目標. 次に示す、生体情報を検出するコントローラについての文章を、一字一句変えずに全文書き写しなさい。

ページ本文.
··········

説明

コントローラと、これを用いた生体情報システム

【課題】ユーザが身体を動かしている際にも、安定して生体情報を検出可能なコントローラの実現。
【解決手段】本願のコントローラは、手で保持して利用されるコントローラ本体と、身体に保持して利用されると共に、コントローラ本体に接続された第1ストラップと、コントローラ本体または第1ストラップに配置された生体情報処理部と、第1ストラップに配置された第1生体情報検出部とを有し、第1生体情報検出部と生体情報処理部とは第1ストラップに配置された第1信号線を介して電気的に接続されている。

【発明の詳細な説明】
【技術分野】
【0001】
本発明は、例えば、家庭用ゲーム機に用いられる生体情報を検出可能なコントローラと、このようなコントローラを用いた家庭用ゲーム機本体(システム本体)に関する。

··········

データソースの項目
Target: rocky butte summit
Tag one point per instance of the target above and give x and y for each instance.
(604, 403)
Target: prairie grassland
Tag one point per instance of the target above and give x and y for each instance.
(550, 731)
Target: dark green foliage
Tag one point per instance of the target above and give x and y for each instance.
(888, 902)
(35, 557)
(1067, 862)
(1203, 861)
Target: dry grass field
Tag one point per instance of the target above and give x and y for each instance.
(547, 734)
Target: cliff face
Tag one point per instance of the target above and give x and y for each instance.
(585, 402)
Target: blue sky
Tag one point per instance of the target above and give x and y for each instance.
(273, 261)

··········

設問への解答.
説明

コントローラと、これを用いた生体情報システム

【課題】ユーザが身体を動かしている際にも、安定して生体情報を検出可能なコントローラの実現。
【解決手段】本願のコントローラは、手で保持して利用されるコントローラ本体と、身体に保持して利用されると共に、コントローラ本体に接続された第1ストラップと、コントローラ本体または第1ストラップに配置された生体情報処理部と、第1ストラップに配置された第1生体情報検出部とを有し、第1生体情報検出部と生体情報処理部とは第1ストラップに配置された第1信号線を介して電気的に接続されている。

【発明の詳細な説明】
【技術分野】
【0001】
本発明は、例えば、家庭用ゲーム機に用いられる生体情報を検出可能なコントローラと、このようなコントローラを用いた家庭用ゲーム機本体(システム本体)に関する。